* START SUPPLIED RECORDS *
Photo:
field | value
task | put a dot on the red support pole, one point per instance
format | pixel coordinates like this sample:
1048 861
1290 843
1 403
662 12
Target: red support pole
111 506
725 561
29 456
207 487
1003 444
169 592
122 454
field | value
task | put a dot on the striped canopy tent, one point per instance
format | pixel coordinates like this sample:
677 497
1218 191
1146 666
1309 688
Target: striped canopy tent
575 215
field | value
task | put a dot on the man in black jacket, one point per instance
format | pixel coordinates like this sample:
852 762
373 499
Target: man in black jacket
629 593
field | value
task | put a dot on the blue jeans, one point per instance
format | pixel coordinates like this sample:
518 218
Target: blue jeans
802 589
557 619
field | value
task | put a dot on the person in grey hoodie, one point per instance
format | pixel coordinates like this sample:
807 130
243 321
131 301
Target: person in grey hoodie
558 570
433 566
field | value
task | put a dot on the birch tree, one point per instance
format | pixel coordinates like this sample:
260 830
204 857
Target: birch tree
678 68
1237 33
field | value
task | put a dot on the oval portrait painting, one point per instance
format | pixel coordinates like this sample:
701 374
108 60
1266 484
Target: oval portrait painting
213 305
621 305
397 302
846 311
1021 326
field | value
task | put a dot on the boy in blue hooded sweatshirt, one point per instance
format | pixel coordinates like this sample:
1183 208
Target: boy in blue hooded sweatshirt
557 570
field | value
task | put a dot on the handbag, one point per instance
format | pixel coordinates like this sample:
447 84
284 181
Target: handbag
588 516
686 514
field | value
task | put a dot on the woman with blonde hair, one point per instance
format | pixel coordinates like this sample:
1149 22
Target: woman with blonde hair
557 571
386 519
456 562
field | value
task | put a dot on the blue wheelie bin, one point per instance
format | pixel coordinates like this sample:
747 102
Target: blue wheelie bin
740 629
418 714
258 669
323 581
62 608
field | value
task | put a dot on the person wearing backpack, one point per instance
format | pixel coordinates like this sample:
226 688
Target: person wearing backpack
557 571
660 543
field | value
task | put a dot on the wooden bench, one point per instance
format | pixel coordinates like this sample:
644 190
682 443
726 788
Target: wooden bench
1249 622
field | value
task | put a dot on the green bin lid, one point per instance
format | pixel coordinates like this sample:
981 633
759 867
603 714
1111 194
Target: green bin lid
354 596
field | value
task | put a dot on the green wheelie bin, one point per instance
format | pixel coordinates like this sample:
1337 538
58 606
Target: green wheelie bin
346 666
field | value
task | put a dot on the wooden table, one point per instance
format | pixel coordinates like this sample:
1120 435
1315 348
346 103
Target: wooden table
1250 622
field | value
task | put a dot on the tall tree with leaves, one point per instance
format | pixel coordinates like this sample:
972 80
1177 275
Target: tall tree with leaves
* END SUPPLIED RECORDS *
__STATED EXERCISE__. Pull out every line in the rows above that contains the string "jacket".

__OUTPUT__.
task | put a dot on the man in black jacket, one point per instance
Target: man in black jacket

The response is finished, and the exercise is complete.